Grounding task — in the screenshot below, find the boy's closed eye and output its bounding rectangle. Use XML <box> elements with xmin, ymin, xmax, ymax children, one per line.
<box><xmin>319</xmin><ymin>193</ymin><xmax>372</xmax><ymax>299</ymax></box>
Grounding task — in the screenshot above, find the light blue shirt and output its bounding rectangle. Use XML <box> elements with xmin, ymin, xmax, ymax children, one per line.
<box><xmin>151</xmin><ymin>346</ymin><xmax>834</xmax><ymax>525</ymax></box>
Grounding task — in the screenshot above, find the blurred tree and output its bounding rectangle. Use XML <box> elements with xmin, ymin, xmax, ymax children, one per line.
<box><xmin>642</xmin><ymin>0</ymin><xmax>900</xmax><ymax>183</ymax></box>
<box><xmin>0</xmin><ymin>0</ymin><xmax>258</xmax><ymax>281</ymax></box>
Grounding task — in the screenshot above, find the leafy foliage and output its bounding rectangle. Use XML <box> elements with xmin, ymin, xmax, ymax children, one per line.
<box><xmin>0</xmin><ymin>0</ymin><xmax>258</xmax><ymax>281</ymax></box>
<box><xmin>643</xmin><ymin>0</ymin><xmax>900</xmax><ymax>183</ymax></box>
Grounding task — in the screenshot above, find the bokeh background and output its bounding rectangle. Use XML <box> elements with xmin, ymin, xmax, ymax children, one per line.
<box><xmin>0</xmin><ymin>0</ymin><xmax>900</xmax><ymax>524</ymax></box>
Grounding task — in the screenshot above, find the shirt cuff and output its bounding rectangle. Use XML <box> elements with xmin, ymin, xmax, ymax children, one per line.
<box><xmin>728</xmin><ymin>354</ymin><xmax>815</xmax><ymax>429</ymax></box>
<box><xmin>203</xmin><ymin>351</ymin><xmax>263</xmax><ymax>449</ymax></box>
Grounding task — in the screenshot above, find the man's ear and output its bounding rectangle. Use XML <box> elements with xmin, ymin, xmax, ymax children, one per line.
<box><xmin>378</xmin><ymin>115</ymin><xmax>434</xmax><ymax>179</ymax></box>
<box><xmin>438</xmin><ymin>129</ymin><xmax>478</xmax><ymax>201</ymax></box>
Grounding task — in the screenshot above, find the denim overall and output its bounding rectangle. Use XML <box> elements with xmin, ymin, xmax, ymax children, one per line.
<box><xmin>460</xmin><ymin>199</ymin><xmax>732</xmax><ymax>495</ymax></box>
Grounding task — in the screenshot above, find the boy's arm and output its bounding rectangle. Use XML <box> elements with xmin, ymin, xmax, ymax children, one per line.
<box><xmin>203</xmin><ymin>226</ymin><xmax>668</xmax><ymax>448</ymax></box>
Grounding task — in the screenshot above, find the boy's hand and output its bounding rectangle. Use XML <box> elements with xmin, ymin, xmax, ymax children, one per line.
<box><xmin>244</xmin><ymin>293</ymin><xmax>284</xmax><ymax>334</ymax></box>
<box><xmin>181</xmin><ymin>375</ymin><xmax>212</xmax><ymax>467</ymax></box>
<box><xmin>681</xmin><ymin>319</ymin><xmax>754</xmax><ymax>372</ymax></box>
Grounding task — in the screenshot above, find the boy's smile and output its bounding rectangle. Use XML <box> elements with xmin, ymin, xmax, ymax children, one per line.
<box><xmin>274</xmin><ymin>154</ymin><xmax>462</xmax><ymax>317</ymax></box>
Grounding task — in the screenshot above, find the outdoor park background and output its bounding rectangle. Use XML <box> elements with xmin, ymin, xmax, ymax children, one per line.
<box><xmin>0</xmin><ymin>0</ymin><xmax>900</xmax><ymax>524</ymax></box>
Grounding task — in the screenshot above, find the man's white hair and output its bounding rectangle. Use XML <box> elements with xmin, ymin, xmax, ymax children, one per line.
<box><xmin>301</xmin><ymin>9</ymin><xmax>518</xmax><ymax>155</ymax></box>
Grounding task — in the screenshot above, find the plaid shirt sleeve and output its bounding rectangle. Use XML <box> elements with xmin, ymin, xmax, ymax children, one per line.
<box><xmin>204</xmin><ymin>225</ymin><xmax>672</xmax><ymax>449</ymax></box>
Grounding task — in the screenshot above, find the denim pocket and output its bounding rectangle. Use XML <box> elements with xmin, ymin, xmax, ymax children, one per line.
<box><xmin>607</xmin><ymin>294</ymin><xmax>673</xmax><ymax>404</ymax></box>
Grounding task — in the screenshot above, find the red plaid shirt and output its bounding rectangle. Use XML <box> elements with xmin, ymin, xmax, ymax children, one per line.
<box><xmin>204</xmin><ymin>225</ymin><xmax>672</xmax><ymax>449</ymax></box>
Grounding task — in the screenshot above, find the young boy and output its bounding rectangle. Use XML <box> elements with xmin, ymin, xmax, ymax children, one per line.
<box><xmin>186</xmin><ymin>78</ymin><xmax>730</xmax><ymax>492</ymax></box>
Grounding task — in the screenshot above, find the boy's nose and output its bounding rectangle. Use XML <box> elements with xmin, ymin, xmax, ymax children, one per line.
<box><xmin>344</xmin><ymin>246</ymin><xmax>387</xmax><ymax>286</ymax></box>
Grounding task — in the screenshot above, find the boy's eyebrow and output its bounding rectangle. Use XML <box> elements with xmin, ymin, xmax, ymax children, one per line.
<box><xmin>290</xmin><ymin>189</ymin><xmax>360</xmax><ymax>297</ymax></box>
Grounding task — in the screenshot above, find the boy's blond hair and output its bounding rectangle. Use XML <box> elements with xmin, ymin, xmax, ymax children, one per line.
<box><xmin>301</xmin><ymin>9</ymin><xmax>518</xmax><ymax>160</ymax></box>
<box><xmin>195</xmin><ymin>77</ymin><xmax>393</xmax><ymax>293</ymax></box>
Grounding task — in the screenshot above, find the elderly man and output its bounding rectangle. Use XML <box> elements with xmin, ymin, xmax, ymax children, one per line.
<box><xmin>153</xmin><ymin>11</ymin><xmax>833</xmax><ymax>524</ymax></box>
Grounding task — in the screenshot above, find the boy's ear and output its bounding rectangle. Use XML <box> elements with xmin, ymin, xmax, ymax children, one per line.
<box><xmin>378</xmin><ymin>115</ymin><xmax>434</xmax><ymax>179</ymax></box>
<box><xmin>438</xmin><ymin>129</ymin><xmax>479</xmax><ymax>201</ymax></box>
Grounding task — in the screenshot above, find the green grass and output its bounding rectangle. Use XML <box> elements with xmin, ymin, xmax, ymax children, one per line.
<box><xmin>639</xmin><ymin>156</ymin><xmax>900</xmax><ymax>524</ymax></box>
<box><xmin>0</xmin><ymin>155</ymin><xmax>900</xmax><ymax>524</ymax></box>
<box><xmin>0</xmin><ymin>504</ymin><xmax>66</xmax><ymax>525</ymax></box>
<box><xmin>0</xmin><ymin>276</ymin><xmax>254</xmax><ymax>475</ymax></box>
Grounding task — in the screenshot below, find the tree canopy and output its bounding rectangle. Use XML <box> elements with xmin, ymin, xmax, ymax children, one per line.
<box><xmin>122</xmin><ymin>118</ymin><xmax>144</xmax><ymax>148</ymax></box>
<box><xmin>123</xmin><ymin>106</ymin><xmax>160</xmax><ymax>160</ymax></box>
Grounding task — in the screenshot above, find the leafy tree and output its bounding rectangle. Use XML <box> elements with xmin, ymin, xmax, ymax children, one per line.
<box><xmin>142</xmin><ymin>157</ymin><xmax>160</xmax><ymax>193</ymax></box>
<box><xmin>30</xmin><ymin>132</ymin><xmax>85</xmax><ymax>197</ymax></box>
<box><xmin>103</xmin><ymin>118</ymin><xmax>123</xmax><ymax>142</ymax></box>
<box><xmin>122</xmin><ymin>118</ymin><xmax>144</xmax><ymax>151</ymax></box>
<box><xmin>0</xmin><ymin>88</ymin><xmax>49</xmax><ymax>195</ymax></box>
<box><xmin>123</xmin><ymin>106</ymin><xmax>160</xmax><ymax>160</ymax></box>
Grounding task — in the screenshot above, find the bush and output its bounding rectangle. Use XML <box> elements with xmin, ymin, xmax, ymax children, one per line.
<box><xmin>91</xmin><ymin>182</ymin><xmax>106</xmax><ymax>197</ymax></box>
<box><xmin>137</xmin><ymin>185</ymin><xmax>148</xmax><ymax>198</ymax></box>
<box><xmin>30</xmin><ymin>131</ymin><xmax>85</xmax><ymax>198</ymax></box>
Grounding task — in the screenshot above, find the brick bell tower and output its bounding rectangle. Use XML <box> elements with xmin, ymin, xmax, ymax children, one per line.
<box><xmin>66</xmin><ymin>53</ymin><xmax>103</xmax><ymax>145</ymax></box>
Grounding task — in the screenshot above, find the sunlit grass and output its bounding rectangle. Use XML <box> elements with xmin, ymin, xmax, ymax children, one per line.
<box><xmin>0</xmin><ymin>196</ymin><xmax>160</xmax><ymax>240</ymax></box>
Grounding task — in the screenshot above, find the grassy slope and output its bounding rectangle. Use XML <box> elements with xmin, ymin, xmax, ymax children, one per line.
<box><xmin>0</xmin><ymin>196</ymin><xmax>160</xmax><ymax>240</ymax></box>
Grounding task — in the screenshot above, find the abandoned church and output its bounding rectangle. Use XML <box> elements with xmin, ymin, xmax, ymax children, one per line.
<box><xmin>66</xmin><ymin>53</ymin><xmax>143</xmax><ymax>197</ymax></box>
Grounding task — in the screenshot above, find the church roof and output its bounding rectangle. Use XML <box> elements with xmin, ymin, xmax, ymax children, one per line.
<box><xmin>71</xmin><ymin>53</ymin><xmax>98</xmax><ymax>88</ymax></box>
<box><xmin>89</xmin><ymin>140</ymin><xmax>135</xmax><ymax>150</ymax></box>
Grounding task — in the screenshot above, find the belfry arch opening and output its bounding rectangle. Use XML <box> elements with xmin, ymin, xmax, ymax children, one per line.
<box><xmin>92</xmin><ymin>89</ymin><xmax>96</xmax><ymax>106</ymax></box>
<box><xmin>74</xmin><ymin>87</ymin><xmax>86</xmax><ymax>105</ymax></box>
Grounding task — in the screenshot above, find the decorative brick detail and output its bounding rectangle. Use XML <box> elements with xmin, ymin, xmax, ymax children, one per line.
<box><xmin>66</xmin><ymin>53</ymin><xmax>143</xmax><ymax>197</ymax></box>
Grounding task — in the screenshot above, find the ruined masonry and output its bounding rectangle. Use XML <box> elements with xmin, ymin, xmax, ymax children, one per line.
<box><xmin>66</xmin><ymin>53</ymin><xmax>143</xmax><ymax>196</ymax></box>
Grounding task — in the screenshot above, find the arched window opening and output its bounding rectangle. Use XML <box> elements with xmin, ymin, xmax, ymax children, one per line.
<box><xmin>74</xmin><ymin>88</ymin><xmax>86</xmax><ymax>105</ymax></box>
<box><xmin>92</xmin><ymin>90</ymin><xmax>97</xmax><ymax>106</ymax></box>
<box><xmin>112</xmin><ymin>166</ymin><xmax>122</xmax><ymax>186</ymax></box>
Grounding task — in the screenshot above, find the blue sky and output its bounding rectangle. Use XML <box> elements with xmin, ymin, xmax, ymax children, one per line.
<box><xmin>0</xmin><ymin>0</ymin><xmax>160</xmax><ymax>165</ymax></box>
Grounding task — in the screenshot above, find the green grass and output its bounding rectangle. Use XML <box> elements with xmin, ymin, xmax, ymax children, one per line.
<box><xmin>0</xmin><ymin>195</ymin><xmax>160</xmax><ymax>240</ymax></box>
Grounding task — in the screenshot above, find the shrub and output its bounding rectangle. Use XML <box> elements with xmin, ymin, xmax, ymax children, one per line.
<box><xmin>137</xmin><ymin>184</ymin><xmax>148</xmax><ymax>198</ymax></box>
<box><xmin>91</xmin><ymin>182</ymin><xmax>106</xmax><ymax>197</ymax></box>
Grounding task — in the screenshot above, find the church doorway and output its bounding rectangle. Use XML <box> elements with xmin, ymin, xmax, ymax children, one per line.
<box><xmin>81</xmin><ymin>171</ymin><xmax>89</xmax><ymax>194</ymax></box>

- - - -

● **Given task**: Give the lines starting at the one that contains "the church doorway" and ending at the end of the records above as a JSON list of strings, one string per line, with blank lines left out.

● **Result for this exercise**:
[
  "Grounding task — in the screenshot above, find the church doorway and output its bounding rectangle. Use XML <box> elements with xmin, ymin, xmax, ymax children, one per line.",
  "<box><xmin>81</xmin><ymin>171</ymin><xmax>89</xmax><ymax>194</ymax></box>"
]